▸ Testo fornito:
==================================================
L’album di debutto da solista di ROSÉ è un lavoro sofferto e intimo in cui la star delle BLACKPINK mette in mostra il suo lato più fragile. Tra ballate e papabili hit emerge Rosie: una ragazza di 27 anni molto più Bridget che Samantha Jones

Autore Samuele Valori
  • Il5 Dicembre 2024
Ladies and Gentlemen, vi presento Rosie

Foto di Kenneth Cappello

Siamo abituati ad immaginare che per loro sia sempre tutto perfetto e in ordine, come se l’esteriorità sia una rappresentazione fedele di ciò che si smuove dentro. Nel luminoso universo delle BLACKPINK ogni elemento trasmette sicurezza, forza e anche una buona dose di sfacciataggine. Quando i riflettori si spengono subentra la vita di tutti i giorni, fatta di gioie, amori finiti male e serate passate con gli amici a sfidarsi a giochi alcolici. Non appena parte il pianoforte di number one girl ci si rende subito conto che a cantare non è ROSÉ, ma la ragazza di ventisette anni che tutti coloro che la conoscono chiamano affettuosamente Rosie. Per la prima volta la star mostra il suo lato più intimo iniziando proprio dal suo rapporto complicato con la fama e i social media.
==================================================
▸ Esercizi da svolgere:
1. Trascrivi dal testo su ROSÉ la parte che parte da "Siamo abituati ad" e arriva fino a "i social media.".
2. Secondo il testo su ROSÉ, quali qualità trasmette ogni elemento nell'universo delle BLACKPINK? Elencale tutte.
3. Nel testo su ROSÉ, riassumi in poche frasi il paragrafo che inizia con "Siamo abituati ad immaginare", senza perdere i fatti principali.

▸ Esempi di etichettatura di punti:
==================================================
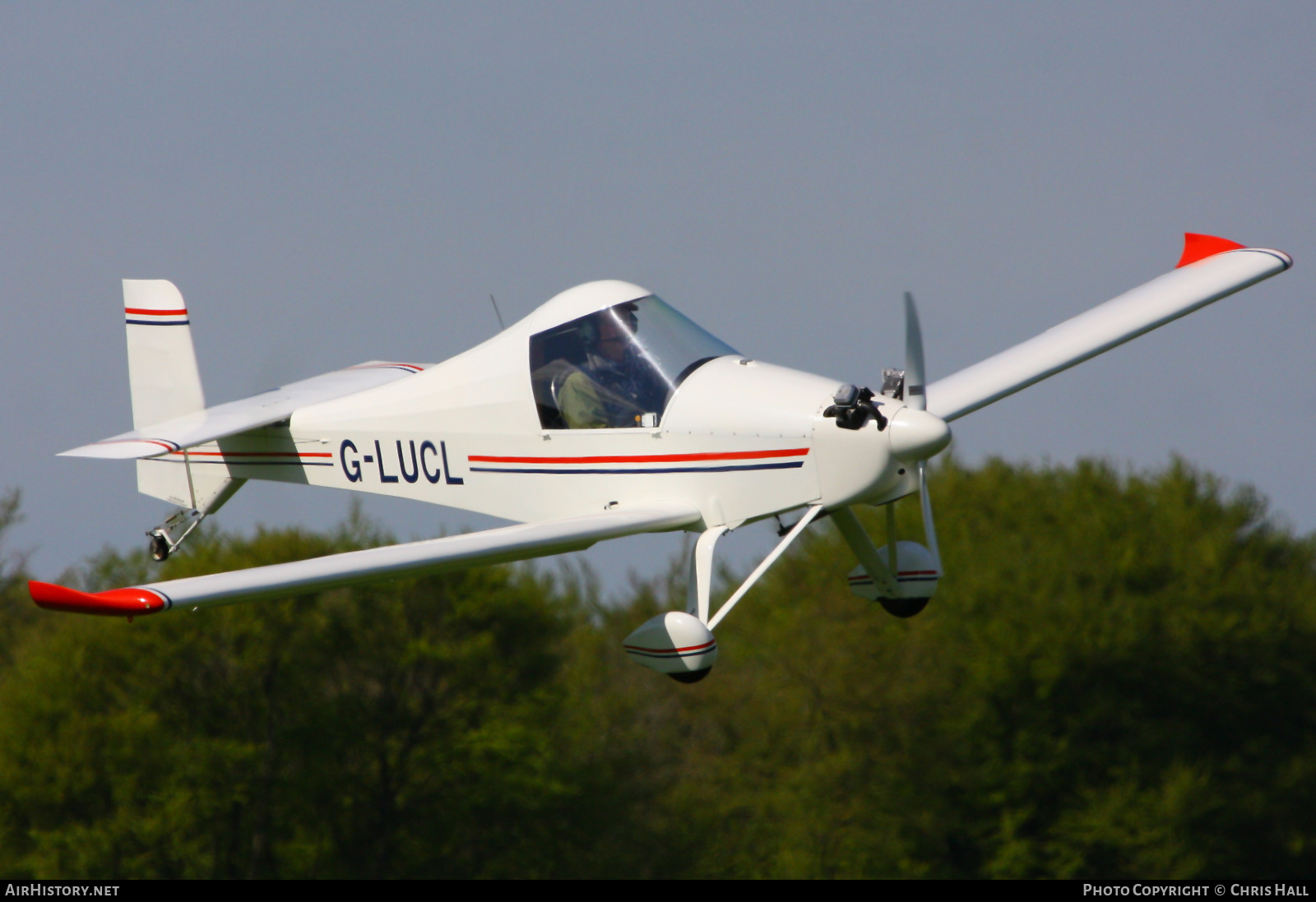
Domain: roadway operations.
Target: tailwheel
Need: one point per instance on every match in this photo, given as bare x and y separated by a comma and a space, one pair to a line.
160, 548
903, 606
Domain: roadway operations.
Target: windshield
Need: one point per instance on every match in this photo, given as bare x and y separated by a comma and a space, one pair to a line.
618, 367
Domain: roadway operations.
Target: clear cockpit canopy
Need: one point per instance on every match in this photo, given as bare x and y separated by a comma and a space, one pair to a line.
618, 367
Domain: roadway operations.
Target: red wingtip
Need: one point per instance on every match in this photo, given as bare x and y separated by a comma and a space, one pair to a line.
116, 603
1199, 247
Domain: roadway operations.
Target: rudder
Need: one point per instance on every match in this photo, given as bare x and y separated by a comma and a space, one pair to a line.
161, 362
164, 384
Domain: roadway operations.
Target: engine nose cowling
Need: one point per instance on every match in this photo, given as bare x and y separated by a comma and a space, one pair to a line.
918, 434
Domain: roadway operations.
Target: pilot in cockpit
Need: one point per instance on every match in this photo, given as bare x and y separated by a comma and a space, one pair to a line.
616, 386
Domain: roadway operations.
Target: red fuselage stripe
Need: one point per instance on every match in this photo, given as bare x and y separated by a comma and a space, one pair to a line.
668, 651
256, 454
644, 458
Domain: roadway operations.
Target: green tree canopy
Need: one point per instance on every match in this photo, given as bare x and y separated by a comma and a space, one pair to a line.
1118, 678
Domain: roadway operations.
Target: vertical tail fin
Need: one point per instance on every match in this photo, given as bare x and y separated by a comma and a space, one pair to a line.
164, 384
161, 360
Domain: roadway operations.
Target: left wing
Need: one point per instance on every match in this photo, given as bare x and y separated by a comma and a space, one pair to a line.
429, 557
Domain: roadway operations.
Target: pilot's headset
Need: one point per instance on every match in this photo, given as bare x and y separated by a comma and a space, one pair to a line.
590, 331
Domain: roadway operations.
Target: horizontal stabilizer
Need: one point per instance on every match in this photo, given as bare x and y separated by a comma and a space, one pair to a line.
249, 413
1217, 272
452, 553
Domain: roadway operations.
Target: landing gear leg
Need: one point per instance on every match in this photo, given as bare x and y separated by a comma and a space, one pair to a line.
160, 546
169, 535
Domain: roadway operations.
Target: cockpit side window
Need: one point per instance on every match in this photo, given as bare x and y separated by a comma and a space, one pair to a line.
619, 367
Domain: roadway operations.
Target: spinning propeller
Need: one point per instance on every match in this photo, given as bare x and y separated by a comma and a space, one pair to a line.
903, 575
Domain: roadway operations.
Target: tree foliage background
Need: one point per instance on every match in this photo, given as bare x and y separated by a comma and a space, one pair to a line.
1118, 678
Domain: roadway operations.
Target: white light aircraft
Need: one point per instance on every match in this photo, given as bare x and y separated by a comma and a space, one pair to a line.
603, 413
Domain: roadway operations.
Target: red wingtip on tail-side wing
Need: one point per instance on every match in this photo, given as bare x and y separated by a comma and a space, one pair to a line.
1199, 247
116, 603
498, 546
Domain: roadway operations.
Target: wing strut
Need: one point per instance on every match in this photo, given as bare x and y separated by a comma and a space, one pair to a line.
767, 562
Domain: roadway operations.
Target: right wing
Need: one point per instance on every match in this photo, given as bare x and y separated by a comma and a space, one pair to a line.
452, 553
1191, 285
237, 417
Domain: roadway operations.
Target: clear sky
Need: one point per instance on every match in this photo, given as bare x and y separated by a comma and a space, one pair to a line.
329, 183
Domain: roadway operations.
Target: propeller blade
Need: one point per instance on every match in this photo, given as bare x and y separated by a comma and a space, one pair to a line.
928, 529
915, 382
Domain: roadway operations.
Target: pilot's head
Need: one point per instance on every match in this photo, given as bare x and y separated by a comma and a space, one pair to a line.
612, 331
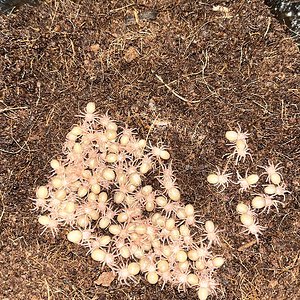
==================================================
▸ Soluzioni esercizi:
1.
Siamo abituati ad immaginare che per loro sia sempre tutto perfetto e in ordine, come se l’esteriorità sia una rappresentazione fedele di ciò che si smuove dentro. Nel luminoso universo delle BLACKPINK ogni elemento trasmette sicurezza, forza e anche una buona dose di sfacciataggine. Quando i riflettori si spengono subentra la vita di tutti i giorni, fatta di gioie, amori finiti male e serate passate con gli amici a sfidarsi a giochi alcolici. Non appena parte il pianoforte di number one girl ci si rende subito conto che a cantare non è ROSÉ, ma la ragazza di ventisette anni che tutti coloro che la conoscono chiamano affettuosamente Rosie. Per la prima volta la star mostra il suo lato più intimo iniziando proprio dal suo rapporto complicato con la fama e i social media.

2.
- sicurezza
- forza
- una buona dose di sfacciataggine

3. Si tende a credere che per le star sia tutto perfetto e che l'apparenza rispecchi ciò che provano dentro. Nel mondo delle BLACKPINK tutto trasmette sicurezza, forza e sfacciataggine. A riflettori spenti, però, resta la vita di tutti i giorni: gioie, amori finiti male, serate con gli amici tra giochi alcolici. Appena parte il pianoforte di number one girl si capisce che a cantare non è ROSÉ, ma Rosie, la ventisettenne che chi la conosce chiama così con affetto. Per la prima volta la star mostra il suo lato più intimo, a cominciare dal rapporto complicato con la fama e i social media.